Image-grounded pointing data:
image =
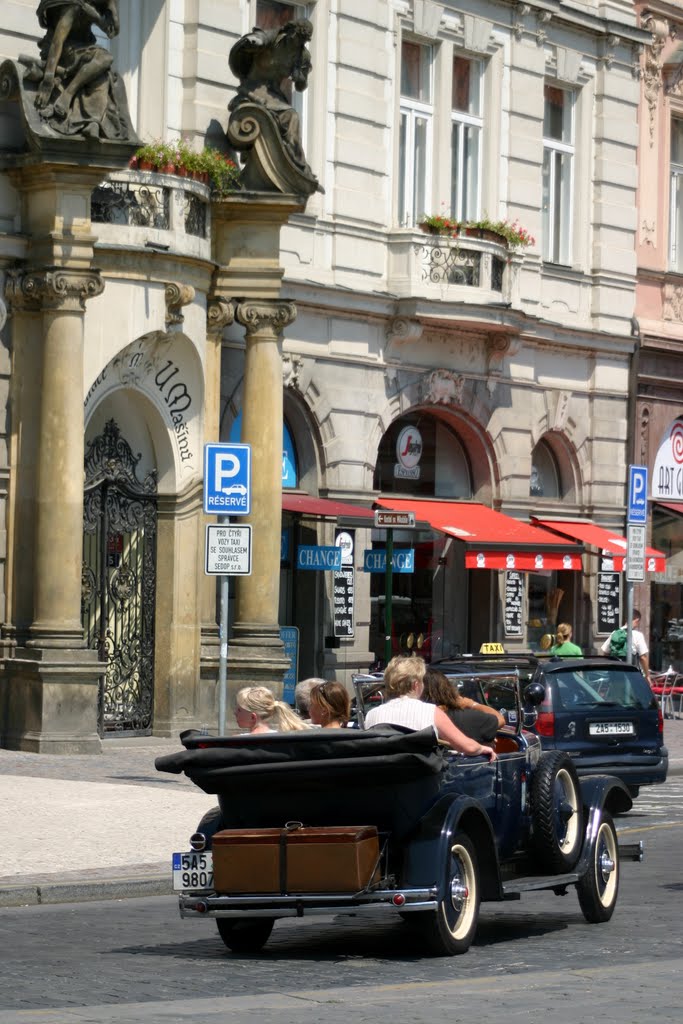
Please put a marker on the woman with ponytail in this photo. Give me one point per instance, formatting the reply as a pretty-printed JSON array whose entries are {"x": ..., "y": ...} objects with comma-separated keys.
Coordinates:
[{"x": 256, "y": 710}]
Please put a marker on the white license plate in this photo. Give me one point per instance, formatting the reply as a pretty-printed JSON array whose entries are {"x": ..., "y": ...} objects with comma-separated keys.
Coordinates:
[
  {"x": 193, "y": 870},
  {"x": 611, "y": 729}
]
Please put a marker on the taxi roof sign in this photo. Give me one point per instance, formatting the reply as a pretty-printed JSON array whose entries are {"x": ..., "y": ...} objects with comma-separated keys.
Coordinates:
[
  {"x": 492, "y": 648},
  {"x": 390, "y": 519}
]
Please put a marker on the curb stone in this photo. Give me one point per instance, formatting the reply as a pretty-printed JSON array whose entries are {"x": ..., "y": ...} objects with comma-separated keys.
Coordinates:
[{"x": 79, "y": 892}]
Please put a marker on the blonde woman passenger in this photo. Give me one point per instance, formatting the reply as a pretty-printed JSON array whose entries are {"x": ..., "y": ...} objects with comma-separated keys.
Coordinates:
[
  {"x": 403, "y": 680},
  {"x": 257, "y": 710}
]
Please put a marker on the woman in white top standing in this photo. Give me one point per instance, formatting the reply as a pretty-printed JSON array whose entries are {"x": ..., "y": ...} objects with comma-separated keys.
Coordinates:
[{"x": 403, "y": 681}]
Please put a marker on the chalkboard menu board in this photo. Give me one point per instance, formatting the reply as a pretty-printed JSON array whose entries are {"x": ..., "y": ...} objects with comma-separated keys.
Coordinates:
[
  {"x": 344, "y": 583},
  {"x": 514, "y": 599},
  {"x": 608, "y": 604}
]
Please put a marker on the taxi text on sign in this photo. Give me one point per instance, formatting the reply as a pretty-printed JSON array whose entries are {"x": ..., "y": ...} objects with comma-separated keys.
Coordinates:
[
  {"x": 227, "y": 479},
  {"x": 227, "y": 550}
]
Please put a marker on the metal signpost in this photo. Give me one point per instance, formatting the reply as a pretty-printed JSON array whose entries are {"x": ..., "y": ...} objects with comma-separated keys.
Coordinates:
[
  {"x": 635, "y": 549},
  {"x": 226, "y": 492},
  {"x": 388, "y": 520}
]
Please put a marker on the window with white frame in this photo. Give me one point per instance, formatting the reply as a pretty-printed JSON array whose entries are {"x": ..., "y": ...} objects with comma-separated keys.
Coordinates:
[
  {"x": 466, "y": 133},
  {"x": 558, "y": 155},
  {"x": 272, "y": 14},
  {"x": 676, "y": 165},
  {"x": 416, "y": 131}
]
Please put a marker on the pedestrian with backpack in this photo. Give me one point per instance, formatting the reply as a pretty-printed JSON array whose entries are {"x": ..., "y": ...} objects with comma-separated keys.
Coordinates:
[{"x": 616, "y": 643}]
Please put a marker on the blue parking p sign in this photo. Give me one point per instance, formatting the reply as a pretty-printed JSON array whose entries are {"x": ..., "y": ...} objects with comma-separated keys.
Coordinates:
[
  {"x": 227, "y": 479},
  {"x": 637, "y": 496}
]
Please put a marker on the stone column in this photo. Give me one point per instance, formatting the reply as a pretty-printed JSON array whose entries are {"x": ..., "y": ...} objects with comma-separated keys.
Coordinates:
[
  {"x": 51, "y": 683},
  {"x": 220, "y": 314},
  {"x": 258, "y": 595}
]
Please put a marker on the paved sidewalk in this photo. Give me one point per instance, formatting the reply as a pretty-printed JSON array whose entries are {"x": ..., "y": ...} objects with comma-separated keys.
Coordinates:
[{"x": 87, "y": 826}]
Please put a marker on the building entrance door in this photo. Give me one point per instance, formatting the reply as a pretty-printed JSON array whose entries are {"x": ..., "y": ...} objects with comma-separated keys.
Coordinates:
[{"x": 119, "y": 580}]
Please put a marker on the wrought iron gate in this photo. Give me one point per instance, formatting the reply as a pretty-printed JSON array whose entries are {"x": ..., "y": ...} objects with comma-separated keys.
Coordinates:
[{"x": 119, "y": 580}]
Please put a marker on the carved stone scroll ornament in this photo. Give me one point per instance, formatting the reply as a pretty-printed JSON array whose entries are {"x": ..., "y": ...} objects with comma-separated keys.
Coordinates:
[
  {"x": 265, "y": 318},
  {"x": 53, "y": 289},
  {"x": 219, "y": 314},
  {"x": 442, "y": 387},
  {"x": 177, "y": 296},
  {"x": 263, "y": 124}
]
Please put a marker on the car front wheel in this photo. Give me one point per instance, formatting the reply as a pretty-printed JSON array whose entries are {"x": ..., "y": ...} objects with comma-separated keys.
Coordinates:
[
  {"x": 450, "y": 930},
  {"x": 557, "y": 812},
  {"x": 599, "y": 886},
  {"x": 247, "y": 936}
]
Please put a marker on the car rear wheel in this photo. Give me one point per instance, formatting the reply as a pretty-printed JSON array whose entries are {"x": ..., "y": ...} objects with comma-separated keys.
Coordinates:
[
  {"x": 599, "y": 886},
  {"x": 557, "y": 812},
  {"x": 247, "y": 936},
  {"x": 450, "y": 930}
]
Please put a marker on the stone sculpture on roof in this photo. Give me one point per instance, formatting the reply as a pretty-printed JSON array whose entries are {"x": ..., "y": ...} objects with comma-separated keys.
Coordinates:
[
  {"x": 71, "y": 89},
  {"x": 263, "y": 123}
]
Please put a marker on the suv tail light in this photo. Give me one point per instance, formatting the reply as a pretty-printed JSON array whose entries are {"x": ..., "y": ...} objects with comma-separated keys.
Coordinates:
[{"x": 545, "y": 723}]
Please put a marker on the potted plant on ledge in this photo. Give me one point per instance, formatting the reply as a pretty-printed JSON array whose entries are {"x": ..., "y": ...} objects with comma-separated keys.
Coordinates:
[{"x": 511, "y": 235}]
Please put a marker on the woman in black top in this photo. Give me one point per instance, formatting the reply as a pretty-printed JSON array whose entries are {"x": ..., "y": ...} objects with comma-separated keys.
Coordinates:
[{"x": 476, "y": 720}]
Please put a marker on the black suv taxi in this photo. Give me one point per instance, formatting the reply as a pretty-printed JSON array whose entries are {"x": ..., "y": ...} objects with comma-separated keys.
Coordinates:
[{"x": 602, "y": 712}]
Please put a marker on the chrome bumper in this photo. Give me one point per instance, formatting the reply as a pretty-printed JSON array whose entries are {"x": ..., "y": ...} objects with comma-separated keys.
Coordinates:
[{"x": 391, "y": 900}]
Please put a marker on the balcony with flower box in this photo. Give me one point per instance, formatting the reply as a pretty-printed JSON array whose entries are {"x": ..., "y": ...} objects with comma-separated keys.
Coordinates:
[
  {"x": 164, "y": 212},
  {"x": 475, "y": 262}
]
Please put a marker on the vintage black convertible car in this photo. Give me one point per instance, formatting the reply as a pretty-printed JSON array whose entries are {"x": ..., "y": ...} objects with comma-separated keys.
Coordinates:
[{"x": 449, "y": 830}]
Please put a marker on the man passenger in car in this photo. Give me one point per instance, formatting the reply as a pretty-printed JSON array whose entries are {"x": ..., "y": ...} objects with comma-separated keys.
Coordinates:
[
  {"x": 476, "y": 720},
  {"x": 403, "y": 681},
  {"x": 330, "y": 706}
]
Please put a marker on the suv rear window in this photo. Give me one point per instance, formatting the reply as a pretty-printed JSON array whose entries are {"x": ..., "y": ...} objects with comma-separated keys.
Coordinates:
[{"x": 598, "y": 687}]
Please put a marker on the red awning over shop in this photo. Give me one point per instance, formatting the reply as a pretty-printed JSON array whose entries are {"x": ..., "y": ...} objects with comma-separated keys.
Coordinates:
[
  {"x": 604, "y": 540},
  {"x": 324, "y": 508},
  {"x": 493, "y": 541},
  {"x": 676, "y": 508}
]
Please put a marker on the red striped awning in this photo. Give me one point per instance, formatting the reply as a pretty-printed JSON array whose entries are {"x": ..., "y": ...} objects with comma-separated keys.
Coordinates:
[
  {"x": 493, "y": 540},
  {"x": 610, "y": 544}
]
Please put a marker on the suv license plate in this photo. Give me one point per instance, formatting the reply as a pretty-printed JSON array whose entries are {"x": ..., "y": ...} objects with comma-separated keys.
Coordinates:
[
  {"x": 611, "y": 729},
  {"x": 193, "y": 870}
]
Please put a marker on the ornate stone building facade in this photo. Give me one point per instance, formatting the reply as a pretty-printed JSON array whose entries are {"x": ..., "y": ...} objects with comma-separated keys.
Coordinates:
[{"x": 483, "y": 377}]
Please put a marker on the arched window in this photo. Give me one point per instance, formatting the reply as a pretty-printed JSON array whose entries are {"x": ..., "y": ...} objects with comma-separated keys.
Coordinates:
[
  {"x": 420, "y": 455},
  {"x": 546, "y": 480}
]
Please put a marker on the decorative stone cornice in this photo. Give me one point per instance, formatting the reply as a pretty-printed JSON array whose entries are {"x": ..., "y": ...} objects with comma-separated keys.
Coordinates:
[
  {"x": 52, "y": 289},
  {"x": 219, "y": 314},
  {"x": 265, "y": 318},
  {"x": 177, "y": 296}
]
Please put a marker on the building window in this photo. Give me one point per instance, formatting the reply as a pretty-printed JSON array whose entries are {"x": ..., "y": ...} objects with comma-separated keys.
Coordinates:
[
  {"x": 558, "y": 155},
  {"x": 545, "y": 481},
  {"x": 676, "y": 240},
  {"x": 272, "y": 14},
  {"x": 466, "y": 138},
  {"x": 416, "y": 131}
]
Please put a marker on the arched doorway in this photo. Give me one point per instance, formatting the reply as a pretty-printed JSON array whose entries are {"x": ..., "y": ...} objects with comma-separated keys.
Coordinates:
[{"x": 119, "y": 580}]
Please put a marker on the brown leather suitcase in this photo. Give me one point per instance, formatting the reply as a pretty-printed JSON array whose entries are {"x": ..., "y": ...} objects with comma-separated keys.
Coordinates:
[{"x": 338, "y": 859}]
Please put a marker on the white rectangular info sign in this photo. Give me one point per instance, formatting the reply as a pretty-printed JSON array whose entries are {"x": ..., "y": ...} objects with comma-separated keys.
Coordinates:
[{"x": 227, "y": 550}]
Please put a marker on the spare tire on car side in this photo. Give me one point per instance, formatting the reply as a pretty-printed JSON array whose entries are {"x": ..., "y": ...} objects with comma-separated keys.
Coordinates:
[{"x": 557, "y": 813}]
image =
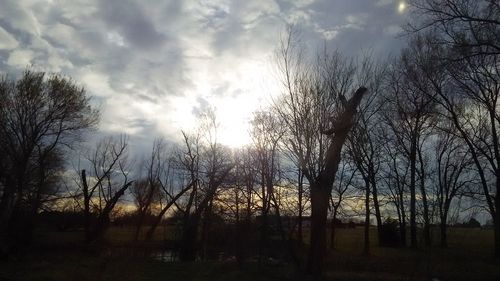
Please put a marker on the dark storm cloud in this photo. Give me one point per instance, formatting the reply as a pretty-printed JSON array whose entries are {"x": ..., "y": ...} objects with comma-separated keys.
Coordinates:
[
  {"x": 132, "y": 22},
  {"x": 136, "y": 57}
]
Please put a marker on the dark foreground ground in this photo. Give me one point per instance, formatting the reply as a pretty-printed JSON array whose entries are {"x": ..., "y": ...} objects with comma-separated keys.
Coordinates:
[{"x": 59, "y": 257}]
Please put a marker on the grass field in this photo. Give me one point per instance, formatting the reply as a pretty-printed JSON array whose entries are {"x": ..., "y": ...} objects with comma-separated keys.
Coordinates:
[{"x": 59, "y": 256}]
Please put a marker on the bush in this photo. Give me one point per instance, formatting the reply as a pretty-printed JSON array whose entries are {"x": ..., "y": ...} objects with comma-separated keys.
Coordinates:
[{"x": 389, "y": 235}]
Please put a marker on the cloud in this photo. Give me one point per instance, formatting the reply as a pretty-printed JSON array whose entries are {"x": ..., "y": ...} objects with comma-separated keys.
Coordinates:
[
  {"x": 153, "y": 66},
  {"x": 7, "y": 41},
  {"x": 20, "y": 58}
]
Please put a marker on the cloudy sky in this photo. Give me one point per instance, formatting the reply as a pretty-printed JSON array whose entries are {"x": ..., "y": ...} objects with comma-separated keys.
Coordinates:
[{"x": 152, "y": 66}]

== Assignment ==
Some of the data mentions "passenger". Copy every line where it does.

== Completed exercise ==
Please put a marker on the blonde woman passenger in this photo. Give me one point per instance, formatting the reply as a pretty-printed JSON array whose entries are {"x": ..., "y": ...} objects with comma-separated keys.
Please put a marker on the man passenger in car in this photo. Give me one point per instance, formatting the reply as a pretty-printed JSON array whose entries are {"x": ..., "y": ...} objects with comma-separated keys.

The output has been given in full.